* [Provided passage]:

○ ○ ○ ○

Writer Seth Godin explains why it’s absolutely fine if you steal his ideas … you have to promise to make them better.

Please don’t steal my car.
If you drive away with it, I won’t have it any more, which is a real hassle.
Please don’t steal my identity or my reputation either. Neither travels well, and all the time you’re using it, you’re degrading something that belongs to me.
But my ideas? Sure, yes, please, by all means, take them.
The scarcity underlying the industrial economy (what’s not yours is mine) has pushed us to make a mistake about ideas. If everyone in town comes to my plant and takes a free sample of what I make, I’ll go bankrupt. But if everyone in the world takes a free sample of one of my ideas (or at least one of my good ones), we’ll all get richer.
I got an email from a reader last week. She was spitting angry at another blogger and wanted me to lower the hammer on him. According to my loyal reader, he had plagiarized many of my ideas, writing one post after another that, while not using my words, clearly demonstrated to her that he was hunting on my land.
Not true, I assured her. He hadn’t plagiarized anything, he had built something new, by synthesizing ideas and experiences to invent the next step, a step available to all of us.
It’s not my land. It’s ours. And no one is hunting… If anything, we’re farming, and all the cross-pollination going on helps everyone.
How dare we criticize an inventor or an author or a leader for, “stealing someone else’s ideas.” Ideas can’t be stolen, because ideas don’t get smaller when they’re shared, they get bigger.
It’s not my land. It’s ours. And no one is hunting… If anything, we’re farming, and all the cross-pollination going on helps everyone.
That’s one reason why the rise of patent trolling among otherwise upstanding innovators is so troubling. The patent troll uses the specter of long, drawn-out litigation to extort money from completely innocent entrepreneurs. The patent troll is selfish, spinning out untruths for personal profit — he belongs under a bridge somewhere, not on stage or on our bookshelf. The chilling effect of this mistaken understanding of the moral and legal implications of idea theft is huge.
What patent trolls won’t talk about, because they have no standing and no proof, is the fact that an expensive, bureaucratic patent system does nothing at all to increase the likelihood that new ideas will be created and most important, that new productivity will arise. Patents weren’t developed to protect ideas (ideas can’t be patented) but the specific execution of useful innovations.
Trolls and their copyright-defending brethren would like to amplify a cultural shift, one that’s left over from the days of Henry Ford and Frank Sinatra. They’d like people to be afraid to steal ideas. We don’t need to shun those that steal ideas. We need to chastise those that think that this is a problem.
Matt Ridley has famously pointed out that no one knows how to make a computer mouse. You need the assembled talents of a metallurgist, a plastics specialist, someone in supply chain management, a software whiz, etc. The productivity of our generation isn’t the productivity of the efficient assembly line (that’s old school). No, our productivity is the productivity of connection.

○ ○ ○ ○

* [Given records]:
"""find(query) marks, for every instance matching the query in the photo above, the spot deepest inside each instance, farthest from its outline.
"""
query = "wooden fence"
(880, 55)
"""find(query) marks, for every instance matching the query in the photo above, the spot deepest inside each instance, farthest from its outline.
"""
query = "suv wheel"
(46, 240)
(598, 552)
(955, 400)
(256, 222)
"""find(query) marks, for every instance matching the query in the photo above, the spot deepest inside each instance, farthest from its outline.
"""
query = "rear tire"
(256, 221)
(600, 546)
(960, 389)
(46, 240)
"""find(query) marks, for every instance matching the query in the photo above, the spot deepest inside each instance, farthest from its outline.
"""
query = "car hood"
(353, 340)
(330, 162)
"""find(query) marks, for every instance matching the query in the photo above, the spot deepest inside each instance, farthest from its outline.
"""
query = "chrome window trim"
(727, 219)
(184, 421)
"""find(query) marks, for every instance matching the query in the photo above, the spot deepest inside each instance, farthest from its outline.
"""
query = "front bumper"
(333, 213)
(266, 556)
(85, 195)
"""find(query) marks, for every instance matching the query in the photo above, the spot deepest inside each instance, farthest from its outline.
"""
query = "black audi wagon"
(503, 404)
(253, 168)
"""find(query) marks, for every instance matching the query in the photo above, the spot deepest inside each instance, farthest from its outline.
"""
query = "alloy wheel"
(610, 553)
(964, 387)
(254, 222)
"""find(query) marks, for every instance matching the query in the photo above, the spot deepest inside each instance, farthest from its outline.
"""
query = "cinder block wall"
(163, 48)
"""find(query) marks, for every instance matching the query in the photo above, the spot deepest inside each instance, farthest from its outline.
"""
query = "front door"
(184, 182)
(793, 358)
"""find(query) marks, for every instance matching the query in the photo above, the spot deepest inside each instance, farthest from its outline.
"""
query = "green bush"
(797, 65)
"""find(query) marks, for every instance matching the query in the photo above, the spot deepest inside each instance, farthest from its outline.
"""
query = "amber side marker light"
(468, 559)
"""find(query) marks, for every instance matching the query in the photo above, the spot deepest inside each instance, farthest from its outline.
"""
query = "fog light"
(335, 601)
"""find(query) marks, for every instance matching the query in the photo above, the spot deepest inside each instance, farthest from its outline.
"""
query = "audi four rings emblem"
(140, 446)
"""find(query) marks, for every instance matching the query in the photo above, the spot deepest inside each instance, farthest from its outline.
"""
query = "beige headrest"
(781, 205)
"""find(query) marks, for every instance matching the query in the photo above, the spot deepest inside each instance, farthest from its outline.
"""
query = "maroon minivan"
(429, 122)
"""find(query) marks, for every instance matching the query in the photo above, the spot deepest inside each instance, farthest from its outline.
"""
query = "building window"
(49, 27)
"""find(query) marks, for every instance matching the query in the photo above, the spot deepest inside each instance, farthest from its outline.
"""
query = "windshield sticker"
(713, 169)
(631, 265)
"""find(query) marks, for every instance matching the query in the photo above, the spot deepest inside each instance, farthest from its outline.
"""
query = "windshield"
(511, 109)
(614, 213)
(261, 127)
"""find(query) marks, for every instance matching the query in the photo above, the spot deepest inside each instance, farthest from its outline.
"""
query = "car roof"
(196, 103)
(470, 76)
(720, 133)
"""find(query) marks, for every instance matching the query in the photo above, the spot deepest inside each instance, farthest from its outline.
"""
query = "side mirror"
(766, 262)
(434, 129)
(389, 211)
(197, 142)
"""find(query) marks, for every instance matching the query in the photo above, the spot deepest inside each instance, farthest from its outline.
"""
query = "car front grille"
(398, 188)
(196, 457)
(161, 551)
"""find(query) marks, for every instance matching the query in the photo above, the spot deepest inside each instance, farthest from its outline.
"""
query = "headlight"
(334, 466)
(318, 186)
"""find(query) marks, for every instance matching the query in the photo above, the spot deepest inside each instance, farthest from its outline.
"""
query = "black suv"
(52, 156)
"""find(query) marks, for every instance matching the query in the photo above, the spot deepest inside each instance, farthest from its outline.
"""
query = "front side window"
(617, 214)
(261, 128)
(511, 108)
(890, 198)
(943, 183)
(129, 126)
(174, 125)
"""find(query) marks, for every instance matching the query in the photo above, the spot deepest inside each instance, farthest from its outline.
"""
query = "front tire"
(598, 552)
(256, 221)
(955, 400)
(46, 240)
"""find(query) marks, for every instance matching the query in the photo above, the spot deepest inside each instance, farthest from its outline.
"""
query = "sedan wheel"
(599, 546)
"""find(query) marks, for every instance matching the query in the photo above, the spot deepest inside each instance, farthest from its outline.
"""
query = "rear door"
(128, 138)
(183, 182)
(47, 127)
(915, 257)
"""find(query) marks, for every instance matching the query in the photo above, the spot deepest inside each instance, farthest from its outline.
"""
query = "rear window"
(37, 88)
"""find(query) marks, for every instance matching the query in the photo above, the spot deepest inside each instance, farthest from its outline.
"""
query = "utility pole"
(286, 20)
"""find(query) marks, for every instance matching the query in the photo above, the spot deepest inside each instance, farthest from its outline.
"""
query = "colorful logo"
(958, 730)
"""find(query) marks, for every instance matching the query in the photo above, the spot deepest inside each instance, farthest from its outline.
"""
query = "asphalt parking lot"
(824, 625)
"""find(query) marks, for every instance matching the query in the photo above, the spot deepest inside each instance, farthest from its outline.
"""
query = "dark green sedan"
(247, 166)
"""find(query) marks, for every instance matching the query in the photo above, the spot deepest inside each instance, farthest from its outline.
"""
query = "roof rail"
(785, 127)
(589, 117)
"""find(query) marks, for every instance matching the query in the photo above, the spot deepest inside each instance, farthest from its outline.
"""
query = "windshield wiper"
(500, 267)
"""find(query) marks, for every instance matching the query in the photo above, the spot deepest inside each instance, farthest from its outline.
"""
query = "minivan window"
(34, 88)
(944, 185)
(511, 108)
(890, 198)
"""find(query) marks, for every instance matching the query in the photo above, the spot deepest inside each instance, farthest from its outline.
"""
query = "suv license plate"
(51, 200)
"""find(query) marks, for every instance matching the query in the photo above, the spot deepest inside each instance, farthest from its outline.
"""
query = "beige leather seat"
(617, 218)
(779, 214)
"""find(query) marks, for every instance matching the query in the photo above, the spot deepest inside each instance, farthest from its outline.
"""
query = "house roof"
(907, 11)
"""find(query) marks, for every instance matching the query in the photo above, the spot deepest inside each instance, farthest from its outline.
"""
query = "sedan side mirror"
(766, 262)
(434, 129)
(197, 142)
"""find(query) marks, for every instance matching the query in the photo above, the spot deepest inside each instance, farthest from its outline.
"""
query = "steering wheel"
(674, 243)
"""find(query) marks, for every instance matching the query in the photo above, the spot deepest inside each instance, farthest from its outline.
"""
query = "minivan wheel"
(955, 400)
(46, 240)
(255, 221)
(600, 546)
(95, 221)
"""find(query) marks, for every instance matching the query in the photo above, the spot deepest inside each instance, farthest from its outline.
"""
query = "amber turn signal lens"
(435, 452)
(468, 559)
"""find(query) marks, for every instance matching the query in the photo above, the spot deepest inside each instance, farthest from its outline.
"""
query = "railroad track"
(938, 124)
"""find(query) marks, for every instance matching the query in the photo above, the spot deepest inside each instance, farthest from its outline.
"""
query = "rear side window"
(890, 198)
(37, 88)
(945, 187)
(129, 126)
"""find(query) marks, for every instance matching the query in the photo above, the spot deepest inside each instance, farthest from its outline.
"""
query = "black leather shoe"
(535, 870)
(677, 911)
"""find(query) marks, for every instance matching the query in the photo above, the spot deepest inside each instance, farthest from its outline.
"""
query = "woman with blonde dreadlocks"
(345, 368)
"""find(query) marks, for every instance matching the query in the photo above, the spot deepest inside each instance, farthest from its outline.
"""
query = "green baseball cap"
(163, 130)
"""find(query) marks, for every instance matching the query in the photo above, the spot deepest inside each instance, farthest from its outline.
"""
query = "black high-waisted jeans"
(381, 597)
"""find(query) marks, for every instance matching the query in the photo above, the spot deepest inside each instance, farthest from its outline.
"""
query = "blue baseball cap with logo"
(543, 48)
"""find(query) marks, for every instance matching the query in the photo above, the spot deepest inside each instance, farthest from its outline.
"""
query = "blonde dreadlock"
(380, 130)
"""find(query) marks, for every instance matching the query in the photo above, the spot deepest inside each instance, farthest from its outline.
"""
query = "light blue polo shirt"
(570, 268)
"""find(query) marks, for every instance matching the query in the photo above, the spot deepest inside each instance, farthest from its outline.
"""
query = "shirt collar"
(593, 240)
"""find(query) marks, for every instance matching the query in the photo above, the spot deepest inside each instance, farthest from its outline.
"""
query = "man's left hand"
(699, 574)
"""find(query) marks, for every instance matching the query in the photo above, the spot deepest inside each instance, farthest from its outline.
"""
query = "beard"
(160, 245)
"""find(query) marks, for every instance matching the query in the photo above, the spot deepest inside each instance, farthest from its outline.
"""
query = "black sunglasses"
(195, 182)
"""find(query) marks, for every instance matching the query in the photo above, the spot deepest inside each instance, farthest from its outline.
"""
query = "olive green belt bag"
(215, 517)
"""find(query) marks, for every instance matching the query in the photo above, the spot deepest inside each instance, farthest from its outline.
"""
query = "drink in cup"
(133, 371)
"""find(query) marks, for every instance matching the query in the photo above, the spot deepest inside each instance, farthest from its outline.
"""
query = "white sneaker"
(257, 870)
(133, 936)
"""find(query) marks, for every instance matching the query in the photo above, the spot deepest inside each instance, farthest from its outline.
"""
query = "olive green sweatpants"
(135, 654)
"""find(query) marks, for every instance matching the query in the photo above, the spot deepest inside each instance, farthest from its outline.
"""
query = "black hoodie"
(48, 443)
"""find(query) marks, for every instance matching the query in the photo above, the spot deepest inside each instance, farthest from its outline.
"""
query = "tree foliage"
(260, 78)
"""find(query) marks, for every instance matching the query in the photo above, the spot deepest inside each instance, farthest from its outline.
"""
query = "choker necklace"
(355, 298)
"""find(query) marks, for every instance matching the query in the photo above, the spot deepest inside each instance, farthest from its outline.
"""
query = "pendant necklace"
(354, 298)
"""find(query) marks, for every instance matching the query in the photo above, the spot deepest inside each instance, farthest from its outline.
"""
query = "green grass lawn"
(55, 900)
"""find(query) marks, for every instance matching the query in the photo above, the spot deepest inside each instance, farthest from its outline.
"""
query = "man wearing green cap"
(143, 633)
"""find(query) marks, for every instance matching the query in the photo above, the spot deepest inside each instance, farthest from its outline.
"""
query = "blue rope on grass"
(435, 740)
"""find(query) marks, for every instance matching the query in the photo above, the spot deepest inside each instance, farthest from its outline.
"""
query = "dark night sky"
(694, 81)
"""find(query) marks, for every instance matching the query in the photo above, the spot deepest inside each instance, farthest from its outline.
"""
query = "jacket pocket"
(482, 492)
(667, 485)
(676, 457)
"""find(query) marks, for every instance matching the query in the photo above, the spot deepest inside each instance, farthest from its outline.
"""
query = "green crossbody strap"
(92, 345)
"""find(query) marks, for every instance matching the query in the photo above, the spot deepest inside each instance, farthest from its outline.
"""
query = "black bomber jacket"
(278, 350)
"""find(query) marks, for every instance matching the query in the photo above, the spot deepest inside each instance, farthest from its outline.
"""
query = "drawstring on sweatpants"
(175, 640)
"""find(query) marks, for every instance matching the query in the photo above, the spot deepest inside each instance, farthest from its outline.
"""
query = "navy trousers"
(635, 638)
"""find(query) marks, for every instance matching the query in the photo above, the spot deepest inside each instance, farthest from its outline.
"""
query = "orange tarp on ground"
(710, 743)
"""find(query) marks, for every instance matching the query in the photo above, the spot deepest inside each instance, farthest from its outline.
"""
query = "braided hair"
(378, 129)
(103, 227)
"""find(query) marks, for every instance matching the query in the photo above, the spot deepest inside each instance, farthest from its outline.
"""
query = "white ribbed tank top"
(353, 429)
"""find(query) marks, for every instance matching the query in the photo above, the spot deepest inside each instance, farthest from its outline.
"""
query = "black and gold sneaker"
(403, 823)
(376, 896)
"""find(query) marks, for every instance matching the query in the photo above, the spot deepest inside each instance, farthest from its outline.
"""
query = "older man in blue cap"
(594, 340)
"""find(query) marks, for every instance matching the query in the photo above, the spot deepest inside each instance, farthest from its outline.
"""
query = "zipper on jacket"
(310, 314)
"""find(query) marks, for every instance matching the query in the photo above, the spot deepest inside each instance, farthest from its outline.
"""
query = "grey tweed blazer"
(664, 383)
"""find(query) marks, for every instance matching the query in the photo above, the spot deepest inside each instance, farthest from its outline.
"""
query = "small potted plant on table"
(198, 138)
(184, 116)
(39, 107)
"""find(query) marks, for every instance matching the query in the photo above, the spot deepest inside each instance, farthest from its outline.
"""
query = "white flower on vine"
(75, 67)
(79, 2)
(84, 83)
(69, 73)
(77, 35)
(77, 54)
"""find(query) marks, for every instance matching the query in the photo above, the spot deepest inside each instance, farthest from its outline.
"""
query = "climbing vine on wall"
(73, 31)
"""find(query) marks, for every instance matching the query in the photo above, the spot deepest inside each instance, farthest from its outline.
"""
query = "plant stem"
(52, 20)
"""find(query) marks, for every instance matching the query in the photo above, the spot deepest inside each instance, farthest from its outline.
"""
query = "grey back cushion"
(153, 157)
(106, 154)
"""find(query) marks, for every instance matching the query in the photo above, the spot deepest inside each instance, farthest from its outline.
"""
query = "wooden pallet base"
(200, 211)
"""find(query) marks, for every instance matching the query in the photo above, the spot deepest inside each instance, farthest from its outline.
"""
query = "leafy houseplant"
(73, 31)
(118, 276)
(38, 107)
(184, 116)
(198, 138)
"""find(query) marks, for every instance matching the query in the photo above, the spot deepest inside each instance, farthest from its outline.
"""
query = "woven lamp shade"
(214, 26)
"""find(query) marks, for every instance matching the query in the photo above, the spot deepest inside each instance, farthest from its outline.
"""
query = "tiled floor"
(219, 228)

○ ○ ○ ○

* [Requests]:
a – How would you render this sentence from the essay on stealing ideas in Spanish: "Ideas can't be stolen, because ideas don't get smaller when they're shared, they get bigger."
b – Can you set down the part of the essay on stealing ideas starting at "Please don’t steal my identity" and ending at "belongs to me."?

* [Exercise answers]:
a – Las ideas no se pueden robar, porque las ideas no se hacen más pequeñas cuando se comparten, se hacen más grandes.

b –
Please don’t steal my identity or my reputation either. Neither travels well, and all the time you’re using it, you’re degrading something that belongs to me.